Outline entries for pictures:

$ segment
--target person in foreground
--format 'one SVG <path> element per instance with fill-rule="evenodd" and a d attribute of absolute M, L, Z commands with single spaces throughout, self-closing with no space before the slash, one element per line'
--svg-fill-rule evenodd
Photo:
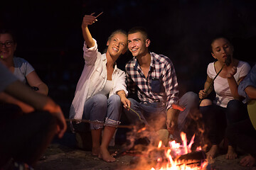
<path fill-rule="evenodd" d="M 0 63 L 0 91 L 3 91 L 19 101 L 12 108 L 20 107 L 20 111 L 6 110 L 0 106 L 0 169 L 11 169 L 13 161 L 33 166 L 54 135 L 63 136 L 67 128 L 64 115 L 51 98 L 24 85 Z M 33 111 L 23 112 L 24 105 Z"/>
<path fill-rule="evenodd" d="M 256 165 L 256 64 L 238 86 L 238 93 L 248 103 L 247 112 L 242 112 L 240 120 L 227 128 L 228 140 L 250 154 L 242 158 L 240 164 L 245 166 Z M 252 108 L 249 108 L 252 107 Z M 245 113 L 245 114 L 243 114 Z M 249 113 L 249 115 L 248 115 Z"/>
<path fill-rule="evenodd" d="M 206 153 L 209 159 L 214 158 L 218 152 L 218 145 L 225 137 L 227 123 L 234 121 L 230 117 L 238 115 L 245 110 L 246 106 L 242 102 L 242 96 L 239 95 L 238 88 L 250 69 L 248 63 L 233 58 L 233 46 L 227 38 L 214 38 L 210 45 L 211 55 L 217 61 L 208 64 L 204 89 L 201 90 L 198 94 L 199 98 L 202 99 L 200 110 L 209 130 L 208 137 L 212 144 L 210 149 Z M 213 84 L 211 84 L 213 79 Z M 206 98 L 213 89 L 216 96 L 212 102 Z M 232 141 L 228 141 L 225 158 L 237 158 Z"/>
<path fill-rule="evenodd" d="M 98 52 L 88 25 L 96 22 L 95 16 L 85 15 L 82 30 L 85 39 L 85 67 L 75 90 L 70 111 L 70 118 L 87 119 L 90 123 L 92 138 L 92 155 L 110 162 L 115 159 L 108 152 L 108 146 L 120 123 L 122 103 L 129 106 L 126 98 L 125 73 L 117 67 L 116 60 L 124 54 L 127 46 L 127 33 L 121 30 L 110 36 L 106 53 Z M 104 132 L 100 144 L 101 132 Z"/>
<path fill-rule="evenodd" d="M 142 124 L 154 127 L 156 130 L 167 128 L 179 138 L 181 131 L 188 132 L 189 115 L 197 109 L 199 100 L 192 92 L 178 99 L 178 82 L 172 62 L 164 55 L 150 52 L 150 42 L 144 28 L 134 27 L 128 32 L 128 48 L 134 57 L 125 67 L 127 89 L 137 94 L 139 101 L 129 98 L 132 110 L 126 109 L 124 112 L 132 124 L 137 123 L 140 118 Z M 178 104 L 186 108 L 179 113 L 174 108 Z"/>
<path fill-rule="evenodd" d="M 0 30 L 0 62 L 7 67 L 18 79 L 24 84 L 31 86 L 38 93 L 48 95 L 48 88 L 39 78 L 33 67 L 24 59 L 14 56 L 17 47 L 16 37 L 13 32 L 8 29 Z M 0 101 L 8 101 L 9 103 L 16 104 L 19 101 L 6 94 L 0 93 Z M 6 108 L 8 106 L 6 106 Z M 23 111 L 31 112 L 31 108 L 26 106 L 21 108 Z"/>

* GIVEN INSTRUCTION
Copy out every line of the entries above, character for character, omitting the pictures.

* THE REPLY
$ segment
--target person in foreground
--format 'one SVG <path> element per instance with fill-rule="evenodd" and a d attribute of absolute M, L, Z commands with single spaces throughout, self-closing with no space before the slash, one element per line'
--svg-fill-rule evenodd
Photo:
<path fill-rule="evenodd" d="M 0 63 L 0 91 L 3 91 L 19 101 L 12 108 L 20 107 L 20 111 L 6 110 L 0 106 L 0 169 L 11 169 L 13 161 L 33 166 L 54 135 L 63 136 L 67 128 L 64 115 L 51 98 L 24 85 Z M 33 111 L 23 112 L 24 105 Z"/>
<path fill-rule="evenodd" d="M 256 165 L 256 64 L 238 86 L 238 93 L 248 103 L 247 112 L 242 112 L 240 120 L 227 128 L 228 140 L 250 154 L 242 158 L 240 164 L 245 166 Z M 252 108 L 249 108 L 252 107 Z M 245 113 L 245 114 L 243 114 Z M 249 113 L 249 115 L 248 115 Z"/>
<path fill-rule="evenodd" d="M 206 153 L 209 159 L 214 158 L 218 152 L 218 145 L 225 137 L 227 123 L 234 121 L 230 117 L 238 115 L 245 110 L 246 106 L 242 102 L 242 96 L 239 95 L 238 88 L 250 69 L 248 63 L 233 58 L 233 46 L 227 38 L 214 38 L 210 45 L 211 55 L 217 61 L 208 64 L 204 89 L 201 90 L 198 94 L 199 98 L 202 99 L 200 110 L 209 130 L 208 137 L 212 144 L 210 149 Z M 213 84 L 211 84 L 213 79 Z M 206 98 L 213 89 L 216 96 L 212 102 Z M 232 141 L 228 141 L 225 158 L 237 158 Z"/>
<path fill-rule="evenodd" d="M 98 52 L 88 25 L 96 22 L 95 16 L 85 15 L 82 30 L 85 39 L 85 67 L 75 90 L 70 111 L 70 118 L 87 119 L 90 123 L 92 138 L 92 155 L 110 162 L 115 159 L 108 152 L 108 146 L 120 123 L 122 103 L 129 106 L 126 98 L 125 73 L 117 67 L 116 60 L 124 54 L 127 46 L 127 33 L 121 30 L 110 36 L 106 53 Z M 104 132 L 100 144 L 101 132 Z"/>
<path fill-rule="evenodd" d="M 142 124 L 154 127 L 156 130 L 167 128 L 179 138 L 181 131 L 188 132 L 189 115 L 197 109 L 199 100 L 192 92 L 178 99 L 178 82 L 172 62 L 164 55 L 150 52 L 150 42 L 144 28 L 134 27 L 128 32 L 128 48 L 134 57 L 125 67 L 127 89 L 137 94 L 139 101 L 129 98 L 132 110 L 126 109 L 124 112 L 132 124 L 137 123 L 140 118 Z M 178 104 L 186 108 L 179 113 L 174 108 Z"/>
<path fill-rule="evenodd" d="M 0 30 L 0 62 L 7 67 L 18 79 L 24 84 L 31 86 L 38 93 L 48 95 L 48 88 L 39 78 L 33 67 L 24 59 L 14 56 L 17 47 L 16 37 L 13 32 L 8 29 Z M 0 101 L 8 101 L 9 103 L 16 104 L 19 101 L 6 94 L 0 93 Z M 6 108 L 8 106 L 6 106 Z M 23 111 L 31 112 L 31 108 L 26 106 L 21 108 Z"/>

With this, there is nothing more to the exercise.